- AIM OF THE EXERCISE: Swap "supervisor" for "manager" everywhere in the material below, keeping all else unchanged. Leave the pictures out of your answer.

Entries from an annotation dataset:
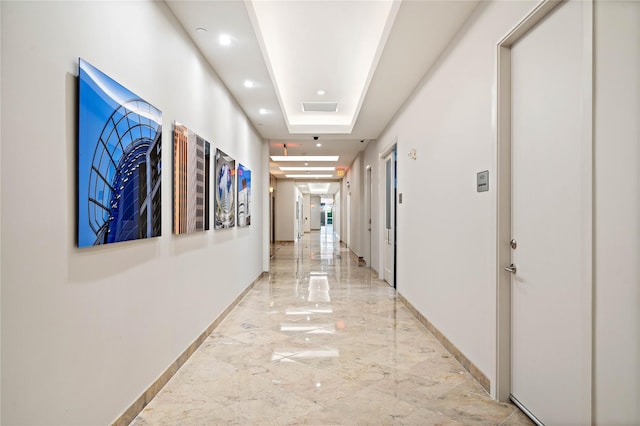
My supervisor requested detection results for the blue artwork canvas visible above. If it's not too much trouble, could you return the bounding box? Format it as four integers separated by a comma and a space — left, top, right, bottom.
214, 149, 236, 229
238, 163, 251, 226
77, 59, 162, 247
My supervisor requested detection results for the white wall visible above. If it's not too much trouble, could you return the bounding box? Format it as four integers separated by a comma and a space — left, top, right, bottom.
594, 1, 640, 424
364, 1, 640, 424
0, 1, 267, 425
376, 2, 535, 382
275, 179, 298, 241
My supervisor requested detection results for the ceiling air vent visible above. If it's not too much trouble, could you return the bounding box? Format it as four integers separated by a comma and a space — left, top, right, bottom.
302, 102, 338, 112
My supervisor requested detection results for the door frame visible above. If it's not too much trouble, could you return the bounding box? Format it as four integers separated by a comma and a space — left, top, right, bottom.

- PROBLEM SOLUTION:
My manager requested detection results for the blue artwork canvas visible above. If it's not too much trouble, could you return the bounding box? Format it as four integers separated by a comma and a space — left, top, right, bottom.
214, 149, 236, 229
238, 163, 251, 226
77, 59, 162, 247
My manager requested detection results for the white wall visible above. If it's not too much trouble, could you return the bounding box? Format it as four integers separated by a comma and a space — left, top, right, bottom.
594, 1, 640, 424
364, 1, 640, 424
0, 1, 267, 425
376, 2, 535, 382
275, 179, 298, 241
My manager requested detection results for the ceiling air vent visible above. If it's not too much trouble, could you return the bounding box? Format it as four integers separated by a comma and a space — left, top, right, bottom.
302, 102, 338, 112
My manager requested detection results for the door frame visible above. If it's not too much trouble, could you return the bounding box? Format it as four integers separated by a comma and a space — left, top, right, bottom.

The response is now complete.